__Source passage__
►
Only Memories

 I’ve got your picture that you gave to me
And it’s signed “with love,” just like it used to be
The only thing different, the only thing new
I’ve got your picture, he’s got you

I’ve got the records that we used to share
And they still sound the same as when you were here
The only thing different, the only thing new,
I’ve got the records, he’s got you

I’ve got your memory, or has it got me?
I really don’t know, but I know it won’t let me be

I’ve got your class ring; that proved you cared
And it still looks the same as when you gave it dear
The only thing different, the only thing new
I’ve got these little things, he’s got you.

(“Strange” Patsy Cline)

 I called Judy’s roommate and asked if we could meet somewhere. I desperately needed answers and she was my last hope. She reluctantly gave in. She suggested the park with the big rock where Judy and I sat and kissed on our first date. The roommate was barely able to make eye contact. She knows something, I thought.  Getting her to tell me the truth was like pulling teeth. She didn’t want to do this. To be the one who went behind Judy’s back. The one to tell me what Judy should have told me. She was filled with pain and sympathy.It was so difficult for her and I hated myself for putting her in this situation.  Finally she blurted out: “You deserve to know. Judy is seeing someone.”  I stared at her in utter disbelief. Judy unfaithful? It wasn’t possible! When? How? Where were the clues? Why didn’t I see it?  My knees buckled and everything was spinning around me. My world had crashed. I leaned against a tree to keep from crumpling  to the ground. Life was slowly being sucked out of me for the second time. The roommate  face had gone white. “Who is it?” I asked. I instinctively knew it had to be P,  She slowly nodded her head.  At that very moment my mind shut down. They say the brain is a wonderful, complex organ. It can sense stimuli overload and immediately short circuits as a way of protecting one from insanity. I felt I would have gone mad, to a place of no return.
◄
__Short exercise 1__
Answer these questions from the Only Memories text:
(a) Which item in the song lyrics does the singer say "proved you cared"?
(b) Where did the roommate suggest meeting?
(c) What did the roommate finally blurt out?
__Short exercise 2__
Using the reason the Only Memories text offers, explain why the narrator's mind shut down after learning who Judy was seeing.

__Stored records__
►
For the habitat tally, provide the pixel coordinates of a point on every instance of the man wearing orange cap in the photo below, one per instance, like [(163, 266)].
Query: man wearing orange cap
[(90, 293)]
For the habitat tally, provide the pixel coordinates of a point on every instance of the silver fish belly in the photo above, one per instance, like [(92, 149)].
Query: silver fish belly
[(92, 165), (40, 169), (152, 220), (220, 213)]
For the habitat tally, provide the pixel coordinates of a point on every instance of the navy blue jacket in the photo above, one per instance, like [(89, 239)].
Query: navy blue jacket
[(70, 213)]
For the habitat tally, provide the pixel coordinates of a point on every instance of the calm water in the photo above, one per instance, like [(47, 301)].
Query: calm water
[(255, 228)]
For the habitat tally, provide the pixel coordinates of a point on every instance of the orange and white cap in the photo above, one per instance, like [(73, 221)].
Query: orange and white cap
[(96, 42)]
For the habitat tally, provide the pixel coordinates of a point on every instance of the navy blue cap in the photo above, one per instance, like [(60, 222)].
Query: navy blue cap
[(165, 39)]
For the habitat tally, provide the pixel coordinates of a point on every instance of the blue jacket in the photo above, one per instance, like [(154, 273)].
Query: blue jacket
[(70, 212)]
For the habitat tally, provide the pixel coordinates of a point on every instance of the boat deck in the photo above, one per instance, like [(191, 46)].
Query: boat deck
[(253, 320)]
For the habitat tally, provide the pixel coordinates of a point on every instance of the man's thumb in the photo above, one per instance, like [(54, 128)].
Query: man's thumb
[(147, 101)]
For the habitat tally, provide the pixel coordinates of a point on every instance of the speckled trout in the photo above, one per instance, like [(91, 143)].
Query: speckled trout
◄
__Written solution 1__
(a) The class ring.
(b) At the park with the big rock where Judy and the narrator sat and kissed on their first date.
(c) "You deserve to know. Judy is seeing someone."

__Written solution 2__
The text says the brain can sense stimuli overload and immediately short-circuits to protect a person from insanity. The narrator felt that without this shutdown they would have gone mad, to a place of no return.